##### Dataset entries #####

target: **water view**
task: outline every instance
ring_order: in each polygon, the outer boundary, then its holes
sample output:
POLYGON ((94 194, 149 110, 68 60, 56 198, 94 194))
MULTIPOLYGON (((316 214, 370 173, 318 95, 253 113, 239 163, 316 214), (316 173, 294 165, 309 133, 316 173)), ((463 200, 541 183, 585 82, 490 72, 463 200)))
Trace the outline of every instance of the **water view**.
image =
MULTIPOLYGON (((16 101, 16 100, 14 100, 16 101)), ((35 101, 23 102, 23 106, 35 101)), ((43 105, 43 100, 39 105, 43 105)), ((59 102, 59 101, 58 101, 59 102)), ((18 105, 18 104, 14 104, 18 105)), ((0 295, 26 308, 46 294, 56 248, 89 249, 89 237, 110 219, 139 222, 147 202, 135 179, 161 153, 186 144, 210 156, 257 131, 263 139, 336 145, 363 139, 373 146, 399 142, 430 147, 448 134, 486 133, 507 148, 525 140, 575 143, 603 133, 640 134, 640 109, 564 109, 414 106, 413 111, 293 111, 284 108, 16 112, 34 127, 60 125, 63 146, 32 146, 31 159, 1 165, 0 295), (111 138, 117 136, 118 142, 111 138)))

#####

**Your task**
Nothing but an exact copy of the lines from the first one above through the line holding "Trace the outline" should be returned.

**Output for this exercise**
target: **water view**
task: outline every instance
ring_order: in each polygon, the outer boundary, then its holes
sample output:
POLYGON ((94 194, 149 110, 68 60, 56 198, 94 194))
MULTIPOLYGON (((316 214, 370 173, 318 95, 253 113, 239 163, 316 214), (316 173, 294 165, 309 133, 316 173)), ((463 200, 541 183, 585 82, 490 72, 463 200)))
Trace the outline of every instance of the **water view**.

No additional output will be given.